Rewrite each of the records below, putting "rough polygon" wherever "simplified polygon" appears and keeping everything else the same.

#### Provided records
***

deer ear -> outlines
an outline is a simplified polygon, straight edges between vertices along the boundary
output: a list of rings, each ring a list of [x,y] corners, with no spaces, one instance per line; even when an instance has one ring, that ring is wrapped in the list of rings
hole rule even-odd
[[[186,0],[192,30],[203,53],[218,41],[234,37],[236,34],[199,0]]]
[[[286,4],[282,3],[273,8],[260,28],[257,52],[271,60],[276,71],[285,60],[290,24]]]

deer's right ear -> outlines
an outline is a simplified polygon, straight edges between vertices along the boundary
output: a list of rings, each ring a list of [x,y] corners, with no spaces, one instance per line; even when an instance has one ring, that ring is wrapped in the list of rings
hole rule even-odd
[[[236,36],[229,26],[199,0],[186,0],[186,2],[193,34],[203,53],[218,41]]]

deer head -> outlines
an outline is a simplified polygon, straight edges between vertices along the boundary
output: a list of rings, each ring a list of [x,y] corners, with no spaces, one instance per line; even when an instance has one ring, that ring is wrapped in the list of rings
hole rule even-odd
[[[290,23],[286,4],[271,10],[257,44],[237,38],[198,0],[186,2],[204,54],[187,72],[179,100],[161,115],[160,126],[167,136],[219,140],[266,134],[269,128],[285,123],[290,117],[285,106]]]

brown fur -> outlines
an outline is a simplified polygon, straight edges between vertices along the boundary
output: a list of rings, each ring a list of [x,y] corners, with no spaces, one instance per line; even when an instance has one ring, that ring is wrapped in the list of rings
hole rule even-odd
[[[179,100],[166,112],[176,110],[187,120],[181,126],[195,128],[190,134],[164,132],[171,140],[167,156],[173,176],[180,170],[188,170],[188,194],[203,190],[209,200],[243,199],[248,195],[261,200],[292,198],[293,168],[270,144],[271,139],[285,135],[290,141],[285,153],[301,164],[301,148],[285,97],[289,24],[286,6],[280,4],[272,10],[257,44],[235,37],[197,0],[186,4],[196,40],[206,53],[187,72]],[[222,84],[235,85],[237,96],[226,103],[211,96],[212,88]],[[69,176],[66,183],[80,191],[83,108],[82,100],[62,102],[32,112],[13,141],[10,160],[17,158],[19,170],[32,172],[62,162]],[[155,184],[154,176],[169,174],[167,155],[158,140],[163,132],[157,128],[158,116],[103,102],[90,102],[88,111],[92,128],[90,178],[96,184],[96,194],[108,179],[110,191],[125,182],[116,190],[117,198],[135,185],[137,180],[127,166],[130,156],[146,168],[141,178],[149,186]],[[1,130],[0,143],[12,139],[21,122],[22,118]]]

***

#### Output below
deer ear -> outlines
an outline is a rough polygon, straight edges between vertices along the boundary
output: a list of rings, each ring a list of [x,y] corners, with no spaces, one instance per line; even when an instance has one ring, that ring is wrapped in the list of rings
hole rule even-odd
[[[186,0],[192,30],[203,53],[218,41],[234,37],[236,34],[199,0]]]
[[[286,4],[282,3],[273,8],[260,28],[257,52],[271,60],[276,71],[285,60],[290,24]]]

deer's right ear -> outlines
an outline is a rough polygon, straight edges between vertices along the boundary
output: a list of rings, each ring a list of [x,y] corners, with no spaces, one instance per line; even when an instance has one ring, that ring is wrapped in the list of rings
hole rule even-odd
[[[236,36],[229,26],[199,0],[186,0],[186,2],[193,34],[203,53],[218,41]]]

deer head -> outlines
an outline is a rough polygon, straight edges between vertices along the boundary
output: a list of rings, each ring a list of [x,y] corners, with no spaces, one instance per line; even when an instance has one ring, that ring is wrapped in the list of rings
hole rule even-odd
[[[290,23],[286,4],[271,10],[257,44],[237,38],[198,0],[186,2],[204,54],[187,72],[179,100],[161,115],[160,126],[167,136],[219,140],[266,134],[269,128],[285,123],[290,117],[285,106]]]

brown fur -> outlines
an outline is a rough polygon, straight edges between vertices along the boundary
output: a list of rings, each ring a list of [x,y] corners, with no spaces, one instance per line; even when an instance has one ring, that ring is wrapped in the list of rings
hole rule even-odd
[[[179,100],[166,112],[176,110],[187,120],[181,126],[195,128],[190,134],[164,132],[171,140],[167,156],[173,176],[180,170],[188,170],[188,194],[203,190],[209,200],[243,199],[248,195],[261,200],[292,198],[293,168],[270,144],[271,139],[285,135],[290,141],[285,153],[301,164],[301,148],[285,97],[289,24],[286,6],[280,4],[272,10],[257,44],[235,37],[197,0],[186,4],[196,40],[206,53],[187,72]],[[222,84],[235,85],[237,96],[226,103],[211,96],[212,88]],[[69,176],[66,183],[80,191],[83,108],[82,100],[62,102],[32,112],[13,141],[10,160],[17,158],[19,170],[32,172],[62,162]],[[155,184],[154,176],[169,174],[167,155],[158,140],[163,132],[157,128],[158,116],[103,102],[90,102],[88,111],[92,128],[90,178],[96,184],[96,194],[108,179],[110,191],[125,182],[116,190],[117,198],[135,185],[137,180],[127,166],[130,156],[146,168],[141,178],[149,186]],[[1,130],[0,143],[12,139],[21,122],[22,118]]]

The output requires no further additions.